----- Metin

Nur topu gibi krizimiz oldu!

Aysun Özcan

Aysun Özcan

Tüm Yazıları

Fahiş yurt ücretleri ve ev kiraları sebebiyle kalacak yer bulamayan üniversite öğrencileri

Çeşitli kentlerde belli saat aralıklarında eylem başlattılar.

Öğrenci Sendikası tarafından yapılan örgütlenme çerçevesinde öğrenciler sokaklarda “BARINAMIYORUZ” adıyla nöbet tutmaya başladılar.

Peki, ev ve yurt bulmak neden bu kadar imkansız hale geldi?

Fiyatlar niçin bu denli yükseldi?

*

Geçtiğimiz yıl üniversite kazanan öğrencilerin pandemi sebebiyle eğitime ara verilmesinden dolayı ev veya yurt ihtiyacı olmamıştı.

----------

# Görev listesi:
1) Şu ifadeler metinle uyuşuyor mu? Her biri için evet ya da hayır deyin ve kararı belirleyen sözleri metinden aynen alıntılayın.
(a) Öğrencilerin eylemi Öğrenci Sendikası'nın örgütlemesiyle başladı.
(b) Öğrenciler nöbeti yalnızca tek bir kentte tutuyor.
(c) Geçen yıl üniversiteyi kazanan öğrencilerin pandemi nedeniyle ev ya da yurt ihtiyacı olmamıştı.
2) Metne göre şu soruların cevabı nedir?
(a) Öğrencilerin sokaklarda tuttuğu nöbetin adı ne?
(b) Öğrenciler neden kalacak yer bulamıyor?
(c) Geçen yıl eğitime hangi sebeple ara verilmişti?
3) Metnin “Çeşitli kentlerde belli” sözleriyle başlayan kısmını, “imkansız hale geldi?” sözleri de dahil olmak üzere, hiçbir değişiklik yapmadan yeniden yazın.
Satırlara bu alıştırmada ihtiyaç yoktur.

----- Verilen malzeme

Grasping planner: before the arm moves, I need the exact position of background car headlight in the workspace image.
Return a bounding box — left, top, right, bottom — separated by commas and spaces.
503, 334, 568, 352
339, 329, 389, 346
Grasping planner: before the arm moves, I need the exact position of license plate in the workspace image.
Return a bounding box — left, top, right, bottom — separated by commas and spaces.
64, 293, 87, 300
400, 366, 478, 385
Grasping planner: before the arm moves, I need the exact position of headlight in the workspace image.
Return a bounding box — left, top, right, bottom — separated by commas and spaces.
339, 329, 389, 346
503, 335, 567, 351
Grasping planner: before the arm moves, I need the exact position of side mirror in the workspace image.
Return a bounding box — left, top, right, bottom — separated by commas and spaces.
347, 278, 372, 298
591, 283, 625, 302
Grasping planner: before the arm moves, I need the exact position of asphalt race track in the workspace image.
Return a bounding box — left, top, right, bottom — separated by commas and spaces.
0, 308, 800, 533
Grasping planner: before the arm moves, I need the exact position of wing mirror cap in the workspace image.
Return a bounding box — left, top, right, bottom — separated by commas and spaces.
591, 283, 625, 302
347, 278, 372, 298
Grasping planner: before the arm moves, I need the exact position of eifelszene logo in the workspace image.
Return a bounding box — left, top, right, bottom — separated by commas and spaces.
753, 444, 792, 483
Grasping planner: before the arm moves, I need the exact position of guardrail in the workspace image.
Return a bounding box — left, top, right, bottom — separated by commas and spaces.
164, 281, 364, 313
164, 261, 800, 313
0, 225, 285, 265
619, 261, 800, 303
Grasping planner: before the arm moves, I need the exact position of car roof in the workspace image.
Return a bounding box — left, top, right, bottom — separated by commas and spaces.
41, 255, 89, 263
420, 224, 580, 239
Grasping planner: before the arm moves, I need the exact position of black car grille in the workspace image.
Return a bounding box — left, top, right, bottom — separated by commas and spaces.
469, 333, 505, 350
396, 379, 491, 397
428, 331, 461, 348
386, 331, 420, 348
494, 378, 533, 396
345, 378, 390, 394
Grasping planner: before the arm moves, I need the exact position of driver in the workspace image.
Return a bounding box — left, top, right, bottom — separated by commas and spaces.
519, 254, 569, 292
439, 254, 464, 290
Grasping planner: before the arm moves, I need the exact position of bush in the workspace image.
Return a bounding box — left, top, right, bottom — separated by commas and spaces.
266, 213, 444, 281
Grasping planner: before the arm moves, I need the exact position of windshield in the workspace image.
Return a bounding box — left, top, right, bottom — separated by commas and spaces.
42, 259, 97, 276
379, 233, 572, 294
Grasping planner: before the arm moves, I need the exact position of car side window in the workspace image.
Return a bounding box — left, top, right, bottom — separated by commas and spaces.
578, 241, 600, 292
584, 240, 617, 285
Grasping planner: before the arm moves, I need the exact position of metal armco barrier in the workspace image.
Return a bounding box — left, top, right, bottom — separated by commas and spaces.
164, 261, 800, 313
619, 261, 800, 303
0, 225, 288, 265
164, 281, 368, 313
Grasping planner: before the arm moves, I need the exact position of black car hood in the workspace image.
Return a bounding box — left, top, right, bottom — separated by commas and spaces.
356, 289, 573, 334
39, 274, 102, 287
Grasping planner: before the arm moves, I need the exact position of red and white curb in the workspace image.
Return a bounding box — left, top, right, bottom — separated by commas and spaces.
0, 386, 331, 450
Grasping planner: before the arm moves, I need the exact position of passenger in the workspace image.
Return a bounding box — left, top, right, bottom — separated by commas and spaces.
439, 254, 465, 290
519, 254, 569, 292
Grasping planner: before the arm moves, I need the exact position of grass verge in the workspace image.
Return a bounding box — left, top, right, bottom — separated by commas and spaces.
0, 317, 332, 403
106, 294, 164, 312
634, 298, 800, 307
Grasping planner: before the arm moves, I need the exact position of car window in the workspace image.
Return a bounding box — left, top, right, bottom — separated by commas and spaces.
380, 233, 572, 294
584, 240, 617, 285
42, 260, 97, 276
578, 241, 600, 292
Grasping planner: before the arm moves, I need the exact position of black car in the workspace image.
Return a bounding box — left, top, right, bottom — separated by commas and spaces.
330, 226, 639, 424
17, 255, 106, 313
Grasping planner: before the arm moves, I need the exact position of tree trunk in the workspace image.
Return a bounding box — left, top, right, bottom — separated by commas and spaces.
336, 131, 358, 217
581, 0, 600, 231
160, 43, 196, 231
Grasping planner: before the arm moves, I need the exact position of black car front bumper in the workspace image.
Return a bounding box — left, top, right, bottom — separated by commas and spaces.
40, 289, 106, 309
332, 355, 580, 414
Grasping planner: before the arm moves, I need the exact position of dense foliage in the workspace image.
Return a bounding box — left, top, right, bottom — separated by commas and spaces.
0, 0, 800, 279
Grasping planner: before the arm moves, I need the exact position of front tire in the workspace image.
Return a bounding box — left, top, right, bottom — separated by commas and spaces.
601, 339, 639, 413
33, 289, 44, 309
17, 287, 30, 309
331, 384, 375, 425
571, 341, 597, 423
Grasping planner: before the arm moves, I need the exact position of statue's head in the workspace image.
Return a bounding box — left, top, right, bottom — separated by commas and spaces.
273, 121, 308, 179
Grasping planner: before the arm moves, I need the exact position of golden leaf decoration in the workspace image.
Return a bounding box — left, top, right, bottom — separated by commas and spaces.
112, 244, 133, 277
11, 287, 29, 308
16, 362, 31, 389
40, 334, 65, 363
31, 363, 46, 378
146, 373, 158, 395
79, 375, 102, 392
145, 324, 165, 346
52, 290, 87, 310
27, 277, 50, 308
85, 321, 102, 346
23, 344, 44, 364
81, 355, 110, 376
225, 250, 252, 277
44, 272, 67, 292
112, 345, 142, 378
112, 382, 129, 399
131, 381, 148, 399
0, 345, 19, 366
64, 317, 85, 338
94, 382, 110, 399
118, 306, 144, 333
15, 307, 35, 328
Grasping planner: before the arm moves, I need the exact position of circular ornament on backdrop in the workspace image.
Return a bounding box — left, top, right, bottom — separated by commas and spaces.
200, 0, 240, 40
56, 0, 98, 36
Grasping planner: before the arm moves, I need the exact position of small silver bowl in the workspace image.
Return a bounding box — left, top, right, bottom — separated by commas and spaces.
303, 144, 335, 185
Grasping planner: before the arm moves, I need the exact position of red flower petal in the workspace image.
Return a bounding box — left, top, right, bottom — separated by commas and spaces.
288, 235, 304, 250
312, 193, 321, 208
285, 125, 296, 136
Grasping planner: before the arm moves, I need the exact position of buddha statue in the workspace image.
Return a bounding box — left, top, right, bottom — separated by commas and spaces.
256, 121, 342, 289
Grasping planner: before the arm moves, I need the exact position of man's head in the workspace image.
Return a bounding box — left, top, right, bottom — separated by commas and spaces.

----------

# Alıştırma cevapları:
1)
(a) Evet: "Öğrenci Sendikası tarafından yapılan örgütlenme çerçevesinde öğrenciler sokaklarda “BARINAMIYORUZ” adıyla nöbet tutmaya başladılar."
(b) Hayır: "Çeşitli kentlerde belli saat aralıklarında eylem başlattılar."
(c) Evet: "Geçtiğimiz yıl üniversite kazanan öğrencilerin pandemi sebebiyle eğitime ara verilmesinden dolayı ev veya yurt ihtiyacı olmamıştı."

2)
(a) “BARINAMIYORUZ”
(b) Fahiş yurt ücretleri ve ev kiraları yüzünden.
(c) Pandemi sebebiyle.

3)
Çeşitli kentlerde belli saat aralıklarında eylem başlattılar.

Öğrenci Sendikası tarafından yapılan örgütlenme çerçevesinde öğrenciler sokaklarda “BARINAMIYORUZ” adıyla nöbet tutmaya başladılar.

Peki, ev ve yurt bulmak neden bu kadar imkansız hale geldi?